Your answer should be the exact lines of the data below from the one containing "For each instance of the wet face, drop" through the one containing "For each instance of the blue backdrop"; please include nothing else.

Stored dataset items

■ ■ ■ ■

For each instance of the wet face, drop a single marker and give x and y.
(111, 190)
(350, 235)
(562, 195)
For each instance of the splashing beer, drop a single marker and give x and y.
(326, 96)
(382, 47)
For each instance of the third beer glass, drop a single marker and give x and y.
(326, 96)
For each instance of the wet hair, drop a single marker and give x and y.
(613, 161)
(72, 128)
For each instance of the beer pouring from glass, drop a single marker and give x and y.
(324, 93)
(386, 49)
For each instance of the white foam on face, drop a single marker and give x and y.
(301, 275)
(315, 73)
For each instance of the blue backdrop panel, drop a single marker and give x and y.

■ ■ ■ ■

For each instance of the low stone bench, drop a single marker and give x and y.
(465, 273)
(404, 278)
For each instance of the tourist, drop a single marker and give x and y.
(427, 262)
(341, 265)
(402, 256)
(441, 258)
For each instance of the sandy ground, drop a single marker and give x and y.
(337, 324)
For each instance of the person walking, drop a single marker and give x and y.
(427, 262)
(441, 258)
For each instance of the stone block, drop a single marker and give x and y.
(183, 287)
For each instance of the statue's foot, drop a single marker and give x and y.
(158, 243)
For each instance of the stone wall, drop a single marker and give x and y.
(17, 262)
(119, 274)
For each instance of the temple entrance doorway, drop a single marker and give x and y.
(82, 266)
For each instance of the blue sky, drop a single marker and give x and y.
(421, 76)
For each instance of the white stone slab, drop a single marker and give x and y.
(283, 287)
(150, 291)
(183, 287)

■ ■ ■ ■

**EXERCISE SOLUTION:**
For each instance of the wet face, drop a single marker and give x and y.
(111, 190)
(350, 235)
(562, 195)
For each instance of the splashing beer, drop a single marker and give x and y.
(326, 96)
(382, 47)
For each instance of the third beer glass, drop a single marker and give x and y.
(326, 96)
For each instance of the wet hair, drop a single marker and give x and y.
(613, 161)
(72, 128)
For each instance of the beer pouring from glass, drop a single marker and give x and y.
(324, 93)
(386, 49)
For each instance of the white foam on face, drop a single marker and give x and y.
(301, 275)
(315, 73)
For each instance of the blue backdrop panel, drop a single marker and give x and y.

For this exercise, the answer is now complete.